*Apply what you read*:
1. In the discussion of evolution and the origin of life, what does one writer say science is concerned with?
2. From the discussion of evolution and the origin of life, reproduce word for word the passage from "It could also" to "by those processes.".

*Text for analysis*:
# # # # #
I think you're oversimplifying it. I don't think most people have a problem with the idea of natural selection. They know that taller giraffes can reach more leaves, that the bacteria that can survive the antibiotics will reproduce, and that your friend doesn't have to outrun the hungry bear, he just has to outrun you.
However, I think that many people would/do have a problem with abiogenesis. It has yet to be proven that it can happen, let alone that it did happen. I'm not sure it really can be proven that it did happen, which means a certain level of faith is required. A lot of people don't separate the adaptation part of evolution from the origin part.
Well, the origin of life has nothing to do with evolution. I understand that any Creationist I talk to will have differing views from me there.
And faith is not required, it is simply the prevailing hypothesis as to how life started out. We haven't proven that it happened, and we might not ever, but we
have proven that it is 100% possible that it could have happened, in early-Earth conditions. Doesn't take much extrapolation to assign an explanation for life's origin to the origin of life in a time when said explanation makes perfect natural sense.
It could also be said that if God is omnipotent, He could have created the universe, let alone Adam and Eve, with an appearance of age. It would make sense that He'd set up a suitable environment for his creations, otherwise they would've died pretty quickly. Here's more information about it:
http://en.wikipedia.org/wiki/Omphalos_hypothesis
Yeah, it also could be said, but honestly, what makes more sense: a world that looks old actually being old, or a world that looks old somehow being new? Science concerns what can be deduced from careful observation. If the Earth looks old, and the processes exist to age it, and we can observe those processes and their continual effect on the Earth happening in real-time, as well as evidence that they have happened over and over again for as long as the Earth has existed, then the Earth is probably old and was probably aged by those processes.
This takes us back to the earlier argument, that you can't really prove anything. I can't prove that there isn't a horse hovering around ten feet in the air right outside my window. You can't prove that I'm not a rogue program on your computer and an actual person. But because horses have never been observed to hover and there aren't any horses around my house anyway, and people are capable of using the internet and bringing up counterarguments on internet forums, it's more practical, and more logical, to assume - yes, assume - that there isn't a horse and I am a human being.
Because while we are assuming that the laws of nature aren't being broken, that's still less of an assumption than assuming they are, because they're proven to work and we have no reason to believe they don't.
# # # # #
*Dataset entries*:

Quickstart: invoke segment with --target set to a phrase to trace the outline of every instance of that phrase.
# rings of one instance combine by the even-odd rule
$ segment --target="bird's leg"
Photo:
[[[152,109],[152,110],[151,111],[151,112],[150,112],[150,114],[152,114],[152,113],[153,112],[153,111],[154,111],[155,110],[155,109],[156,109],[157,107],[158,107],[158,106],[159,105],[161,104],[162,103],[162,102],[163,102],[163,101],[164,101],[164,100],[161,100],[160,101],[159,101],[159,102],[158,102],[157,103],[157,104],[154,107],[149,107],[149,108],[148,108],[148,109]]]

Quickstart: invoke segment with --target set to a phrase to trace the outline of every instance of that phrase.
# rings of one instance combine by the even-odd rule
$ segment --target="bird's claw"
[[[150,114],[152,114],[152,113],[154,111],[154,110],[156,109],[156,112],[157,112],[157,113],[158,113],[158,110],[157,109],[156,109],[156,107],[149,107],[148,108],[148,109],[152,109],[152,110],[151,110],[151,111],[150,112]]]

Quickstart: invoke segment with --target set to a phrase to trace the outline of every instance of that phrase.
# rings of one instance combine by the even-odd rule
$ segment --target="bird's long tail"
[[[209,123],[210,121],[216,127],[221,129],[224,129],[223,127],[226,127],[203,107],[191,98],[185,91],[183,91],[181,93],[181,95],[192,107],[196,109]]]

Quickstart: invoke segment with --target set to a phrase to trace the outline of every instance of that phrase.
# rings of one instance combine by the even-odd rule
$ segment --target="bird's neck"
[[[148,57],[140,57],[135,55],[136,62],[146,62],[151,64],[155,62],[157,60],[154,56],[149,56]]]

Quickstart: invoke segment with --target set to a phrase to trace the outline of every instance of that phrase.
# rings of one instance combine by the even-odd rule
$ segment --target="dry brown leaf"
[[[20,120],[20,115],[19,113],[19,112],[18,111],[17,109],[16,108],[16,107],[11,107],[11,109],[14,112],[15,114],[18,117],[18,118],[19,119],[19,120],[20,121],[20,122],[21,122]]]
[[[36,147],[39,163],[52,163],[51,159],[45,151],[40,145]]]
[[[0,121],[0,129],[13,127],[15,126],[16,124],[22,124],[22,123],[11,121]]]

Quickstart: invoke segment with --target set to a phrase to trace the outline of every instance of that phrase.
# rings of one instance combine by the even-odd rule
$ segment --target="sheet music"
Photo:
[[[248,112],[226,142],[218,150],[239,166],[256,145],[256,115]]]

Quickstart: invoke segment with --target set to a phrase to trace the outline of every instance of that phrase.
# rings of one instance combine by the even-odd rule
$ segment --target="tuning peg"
# # # # #
*Solutions by task*:
1. Science concerns what can be deduced from careful observation.

2.
It could also be said that if God is omnipotent, He could have created the universe, let alone Adam and Eve, with an appearance of age. It would make sense that He'd set up a suitable environment for his creations, otherwise they would've died pretty quickly. Here's more information about it:
http://en.wikipedia.org/wiki/Omphalos_hypothesis
Yeah, it also could be said, but honestly, what makes more sense: a world that looks old actually being old, or a world that looks old somehow being new? Science concerns what can be deduced from careful observation. If the Earth looks old, and the processes exist to age it, and we can observe those processes and their continual effect on the Earth happening in real-time, as well as evidence that they have happened over and over again for as long as the Earth has existed, then the Earth is probably old and was probably aged by those processes.